• [Set problem]
Count the lines in the rows below that contain the string "snow", matching case exactly. Reply with the number alone.

• [Listed entries]
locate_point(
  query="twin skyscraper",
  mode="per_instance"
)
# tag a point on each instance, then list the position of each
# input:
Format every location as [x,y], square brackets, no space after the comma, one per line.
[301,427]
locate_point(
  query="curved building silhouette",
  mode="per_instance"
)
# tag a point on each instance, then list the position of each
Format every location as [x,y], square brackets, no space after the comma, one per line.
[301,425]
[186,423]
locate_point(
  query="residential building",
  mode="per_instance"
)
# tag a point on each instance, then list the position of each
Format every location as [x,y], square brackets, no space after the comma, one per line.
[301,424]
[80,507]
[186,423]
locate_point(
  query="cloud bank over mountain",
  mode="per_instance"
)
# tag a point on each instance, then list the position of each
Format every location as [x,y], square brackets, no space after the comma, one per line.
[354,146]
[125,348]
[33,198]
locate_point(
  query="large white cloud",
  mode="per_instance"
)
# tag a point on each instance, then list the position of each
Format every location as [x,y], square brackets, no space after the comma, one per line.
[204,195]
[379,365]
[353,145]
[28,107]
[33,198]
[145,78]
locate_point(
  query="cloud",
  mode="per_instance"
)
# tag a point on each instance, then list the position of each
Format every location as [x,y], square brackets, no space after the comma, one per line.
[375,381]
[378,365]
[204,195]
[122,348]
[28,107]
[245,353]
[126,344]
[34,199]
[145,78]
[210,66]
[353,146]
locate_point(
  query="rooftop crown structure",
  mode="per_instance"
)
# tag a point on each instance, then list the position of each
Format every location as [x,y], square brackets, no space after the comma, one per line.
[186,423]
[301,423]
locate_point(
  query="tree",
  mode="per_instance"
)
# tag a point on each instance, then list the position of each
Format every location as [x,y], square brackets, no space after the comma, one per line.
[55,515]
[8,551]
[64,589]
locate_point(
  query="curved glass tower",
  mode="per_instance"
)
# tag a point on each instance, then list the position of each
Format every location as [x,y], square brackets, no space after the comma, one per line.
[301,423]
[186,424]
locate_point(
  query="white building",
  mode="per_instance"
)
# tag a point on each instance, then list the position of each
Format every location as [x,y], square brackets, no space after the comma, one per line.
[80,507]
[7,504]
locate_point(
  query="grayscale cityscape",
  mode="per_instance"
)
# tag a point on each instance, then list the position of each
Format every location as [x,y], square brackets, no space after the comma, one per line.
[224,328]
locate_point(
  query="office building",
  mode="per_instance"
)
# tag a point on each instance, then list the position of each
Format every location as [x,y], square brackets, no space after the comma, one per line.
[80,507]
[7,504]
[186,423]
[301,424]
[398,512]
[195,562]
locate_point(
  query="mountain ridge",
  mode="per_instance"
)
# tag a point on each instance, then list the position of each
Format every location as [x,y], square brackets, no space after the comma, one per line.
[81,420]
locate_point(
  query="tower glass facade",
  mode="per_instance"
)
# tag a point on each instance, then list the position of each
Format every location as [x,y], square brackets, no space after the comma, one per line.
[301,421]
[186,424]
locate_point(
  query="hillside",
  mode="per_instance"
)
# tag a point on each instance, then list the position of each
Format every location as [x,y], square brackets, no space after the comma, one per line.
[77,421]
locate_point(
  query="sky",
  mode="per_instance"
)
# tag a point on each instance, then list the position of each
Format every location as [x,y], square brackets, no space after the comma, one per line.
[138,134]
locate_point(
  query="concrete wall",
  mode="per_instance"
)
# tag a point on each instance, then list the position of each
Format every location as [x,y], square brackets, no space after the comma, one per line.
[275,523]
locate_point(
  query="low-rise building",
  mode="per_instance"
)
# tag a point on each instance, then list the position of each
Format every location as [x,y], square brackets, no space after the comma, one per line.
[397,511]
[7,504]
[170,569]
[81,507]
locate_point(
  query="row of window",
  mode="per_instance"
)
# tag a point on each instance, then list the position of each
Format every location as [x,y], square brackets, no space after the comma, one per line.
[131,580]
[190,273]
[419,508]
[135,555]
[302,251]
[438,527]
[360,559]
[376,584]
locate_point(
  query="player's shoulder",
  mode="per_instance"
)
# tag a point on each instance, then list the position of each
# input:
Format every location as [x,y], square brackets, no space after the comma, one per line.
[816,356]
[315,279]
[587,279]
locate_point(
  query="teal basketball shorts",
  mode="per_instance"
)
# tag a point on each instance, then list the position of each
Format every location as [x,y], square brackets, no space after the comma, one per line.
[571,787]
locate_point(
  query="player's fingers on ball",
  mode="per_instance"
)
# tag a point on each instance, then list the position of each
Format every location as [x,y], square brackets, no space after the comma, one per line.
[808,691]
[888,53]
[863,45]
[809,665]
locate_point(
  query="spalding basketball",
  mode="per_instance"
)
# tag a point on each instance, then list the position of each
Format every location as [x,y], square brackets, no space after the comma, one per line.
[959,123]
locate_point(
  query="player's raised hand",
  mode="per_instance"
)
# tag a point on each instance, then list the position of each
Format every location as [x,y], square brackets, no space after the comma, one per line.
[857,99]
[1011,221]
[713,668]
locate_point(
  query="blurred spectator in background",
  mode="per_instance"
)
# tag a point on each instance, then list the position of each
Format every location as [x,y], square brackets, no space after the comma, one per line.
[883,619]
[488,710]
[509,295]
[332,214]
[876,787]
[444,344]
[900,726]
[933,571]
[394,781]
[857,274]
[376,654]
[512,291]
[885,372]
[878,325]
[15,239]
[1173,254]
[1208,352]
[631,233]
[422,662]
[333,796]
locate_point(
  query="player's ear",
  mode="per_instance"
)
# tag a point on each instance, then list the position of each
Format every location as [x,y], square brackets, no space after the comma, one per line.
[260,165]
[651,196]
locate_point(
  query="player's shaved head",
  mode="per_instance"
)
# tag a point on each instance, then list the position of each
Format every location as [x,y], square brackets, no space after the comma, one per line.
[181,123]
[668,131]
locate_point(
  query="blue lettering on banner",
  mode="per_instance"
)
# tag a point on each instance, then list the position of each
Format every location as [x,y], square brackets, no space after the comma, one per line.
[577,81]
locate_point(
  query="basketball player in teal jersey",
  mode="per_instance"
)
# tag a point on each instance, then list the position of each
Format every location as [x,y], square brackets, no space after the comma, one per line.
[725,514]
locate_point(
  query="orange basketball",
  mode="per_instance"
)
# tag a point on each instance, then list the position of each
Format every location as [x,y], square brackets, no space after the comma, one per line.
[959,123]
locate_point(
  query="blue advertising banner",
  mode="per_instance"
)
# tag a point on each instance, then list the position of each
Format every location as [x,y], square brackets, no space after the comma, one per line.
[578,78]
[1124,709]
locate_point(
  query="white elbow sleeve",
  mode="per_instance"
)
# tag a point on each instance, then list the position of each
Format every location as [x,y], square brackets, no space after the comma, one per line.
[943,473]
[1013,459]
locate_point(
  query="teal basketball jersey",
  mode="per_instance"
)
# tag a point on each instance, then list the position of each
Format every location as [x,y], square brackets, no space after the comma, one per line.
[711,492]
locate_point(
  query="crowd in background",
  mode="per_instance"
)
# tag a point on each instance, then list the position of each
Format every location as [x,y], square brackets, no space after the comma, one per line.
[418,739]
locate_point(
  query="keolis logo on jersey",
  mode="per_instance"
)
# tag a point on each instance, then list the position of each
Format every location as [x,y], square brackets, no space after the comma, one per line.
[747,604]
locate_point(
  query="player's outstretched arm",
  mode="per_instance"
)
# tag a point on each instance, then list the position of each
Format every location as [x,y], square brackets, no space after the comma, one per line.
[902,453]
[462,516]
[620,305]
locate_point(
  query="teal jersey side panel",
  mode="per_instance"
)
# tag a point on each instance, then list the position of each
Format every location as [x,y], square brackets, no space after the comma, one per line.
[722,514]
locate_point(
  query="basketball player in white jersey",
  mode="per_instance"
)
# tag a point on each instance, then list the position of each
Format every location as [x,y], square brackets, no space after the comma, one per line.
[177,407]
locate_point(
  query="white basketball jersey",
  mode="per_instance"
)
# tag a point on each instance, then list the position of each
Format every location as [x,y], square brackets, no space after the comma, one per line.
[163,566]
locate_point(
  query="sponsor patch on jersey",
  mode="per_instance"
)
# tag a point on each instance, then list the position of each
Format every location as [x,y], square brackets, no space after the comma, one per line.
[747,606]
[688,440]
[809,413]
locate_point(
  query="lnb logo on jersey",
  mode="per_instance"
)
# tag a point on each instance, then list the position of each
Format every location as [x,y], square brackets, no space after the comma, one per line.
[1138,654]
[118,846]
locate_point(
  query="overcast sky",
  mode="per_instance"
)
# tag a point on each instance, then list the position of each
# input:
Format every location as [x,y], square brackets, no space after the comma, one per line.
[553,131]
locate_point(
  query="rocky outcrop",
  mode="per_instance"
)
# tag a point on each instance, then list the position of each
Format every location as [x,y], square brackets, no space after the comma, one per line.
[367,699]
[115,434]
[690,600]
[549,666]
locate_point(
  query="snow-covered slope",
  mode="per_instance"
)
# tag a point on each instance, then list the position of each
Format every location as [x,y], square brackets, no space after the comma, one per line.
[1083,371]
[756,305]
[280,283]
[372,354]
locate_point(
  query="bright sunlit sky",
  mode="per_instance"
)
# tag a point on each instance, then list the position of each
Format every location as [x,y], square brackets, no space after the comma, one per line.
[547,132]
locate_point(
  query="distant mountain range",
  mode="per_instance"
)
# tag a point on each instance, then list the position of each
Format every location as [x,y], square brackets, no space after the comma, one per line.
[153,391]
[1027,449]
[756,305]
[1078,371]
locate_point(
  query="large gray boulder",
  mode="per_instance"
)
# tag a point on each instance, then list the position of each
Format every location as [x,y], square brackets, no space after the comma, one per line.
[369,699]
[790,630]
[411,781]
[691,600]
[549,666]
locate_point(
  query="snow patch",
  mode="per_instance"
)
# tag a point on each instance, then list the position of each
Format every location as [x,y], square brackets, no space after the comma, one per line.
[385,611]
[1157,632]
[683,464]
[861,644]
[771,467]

• [Task solution]
2